**Supplied material**

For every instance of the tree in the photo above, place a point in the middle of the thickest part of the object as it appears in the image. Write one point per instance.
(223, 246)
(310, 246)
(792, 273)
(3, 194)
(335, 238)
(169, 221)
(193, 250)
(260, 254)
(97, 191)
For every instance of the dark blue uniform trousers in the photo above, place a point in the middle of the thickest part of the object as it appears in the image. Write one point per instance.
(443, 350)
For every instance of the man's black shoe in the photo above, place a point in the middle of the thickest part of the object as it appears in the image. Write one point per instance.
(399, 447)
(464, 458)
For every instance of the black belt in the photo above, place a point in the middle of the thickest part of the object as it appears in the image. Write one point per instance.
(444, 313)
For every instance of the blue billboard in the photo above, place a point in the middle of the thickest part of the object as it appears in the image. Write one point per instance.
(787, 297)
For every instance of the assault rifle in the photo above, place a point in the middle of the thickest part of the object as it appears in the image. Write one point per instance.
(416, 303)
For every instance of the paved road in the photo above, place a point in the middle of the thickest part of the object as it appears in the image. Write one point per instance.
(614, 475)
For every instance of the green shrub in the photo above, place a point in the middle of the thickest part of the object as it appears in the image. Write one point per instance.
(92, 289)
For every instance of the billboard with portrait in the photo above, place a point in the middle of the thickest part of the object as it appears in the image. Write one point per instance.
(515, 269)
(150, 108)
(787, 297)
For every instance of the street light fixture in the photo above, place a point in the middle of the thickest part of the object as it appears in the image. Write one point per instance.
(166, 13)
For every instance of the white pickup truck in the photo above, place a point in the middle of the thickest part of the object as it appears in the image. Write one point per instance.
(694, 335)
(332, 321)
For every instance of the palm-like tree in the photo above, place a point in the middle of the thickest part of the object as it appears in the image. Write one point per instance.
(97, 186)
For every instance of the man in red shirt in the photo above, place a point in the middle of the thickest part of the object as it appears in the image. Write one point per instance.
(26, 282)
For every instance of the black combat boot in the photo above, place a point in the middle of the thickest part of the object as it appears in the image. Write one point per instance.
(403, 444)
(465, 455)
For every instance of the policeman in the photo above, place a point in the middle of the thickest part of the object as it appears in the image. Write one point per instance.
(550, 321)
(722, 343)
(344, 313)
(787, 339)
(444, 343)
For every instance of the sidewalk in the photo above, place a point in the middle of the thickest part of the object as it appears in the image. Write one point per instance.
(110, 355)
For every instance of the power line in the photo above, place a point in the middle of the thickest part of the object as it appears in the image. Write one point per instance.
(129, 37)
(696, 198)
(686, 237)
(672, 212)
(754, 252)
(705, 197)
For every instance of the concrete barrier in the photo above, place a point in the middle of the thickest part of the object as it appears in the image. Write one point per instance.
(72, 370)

**Instruction**
Print back all the lines verbatim.

**Solution for this problem**
For every instance of the tree in the photo above, place a point in the middle of the thickest part of the object as it appears in the image. Write one point per instance.
(223, 246)
(310, 246)
(792, 273)
(3, 194)
(335, 238)
(169, 221)
(193, 250)
(260, 254)
(97, 191)
For every instance of the dark blue uniform trousers in the photo above, place a point in the middle of the thickest part of the object as it appears in the image. Write one point per instance.
(443, 350)
For every instance of the man's black shoe in the photo above, place a point in the middle of the thickest part of the object as it appears in the image. Write one point per instance.
(399, 447)
(464, 458)
For every instance of the black belt in the photo above, place a point in the middle of the thickest part of the object as it appears in the image. Write one point per instance.
(444, 313)
For every instance of the blue billboard in the photo above, place a point in the middle of the thickest part of the object as it appears in the image. Write one point per instance.
(787, 297)
For every instance of the assault rifle in the photo above, place a point in the middle of the thickest part of the object as it appears in the image. Write one point per instance.
(416, 303)
For every instance of the paved road in the photo above, place a point in the middle of the thickest part of the object as it appears in the image. Write one point per instance.
(614, 475)
For every instance of the green shrub in the photo above, place a point in the middle of the thickest part of the object as it appears in the image. Write one point per instance.
(92, 289)
For every instance of the billboard with portrait in the photo above, place a point in the middle of the thickest part of the object as it appears in the image. Write one point per instance.
(515, 269)
(150, 108)
(787, 297)
For every instance of the street light fixture in the photo above, place a point in the middle of the thickest part of the object as it appears in the image. Write one point per instance.
(166, 13)
For every instance of the white pickup truck in the photo above, place a point in the middle of the thickest part of the object as it appears in the image. Write one point per instance.
(694, 335)
(332, 321)
For every instance of the palm-like tree in the photo above, place a point in the middle of the thickest part of the object as it appears in the image. Write one point per instance.
(97, 186)
For every instance of the man in red shirt in the photo above, place a point in the middle of the thickest part of the object as it appears in the image. Write one point per instance.
(26, 282)
For every instance of the black combat boot in the photo above, place a point in the middle of the thickest part of the object as it appears in the image. Write one point per instance.
(403, 444)
(465, 455)
For every instance of the policeman in the photo above, place a point in the middle of the thickest part of the object as it appears in the image. Write one point per instance.
(550, 321)
(722, 343)
(344, 313)
(787, 339)
(444, 343)
For every instance of the sidewalk in the photo above, place a point in the middle of the thickest part of the object as it appears in the image. Write one point per instance.
(110, 355)
For every instance of the power line in the photo above, place a point in the middle of the thickest part of the object as it appears in the image. Write one point per instance.
(129, 37)
(696, 198)
(686, 237)
(672, 212)
(754, 252)
(705, 197)
For every instance of the concrete barrier in the photo above, place a point in the middle of the thickest part of the object as it appears in the image. Write one point per instance.
(72, 370)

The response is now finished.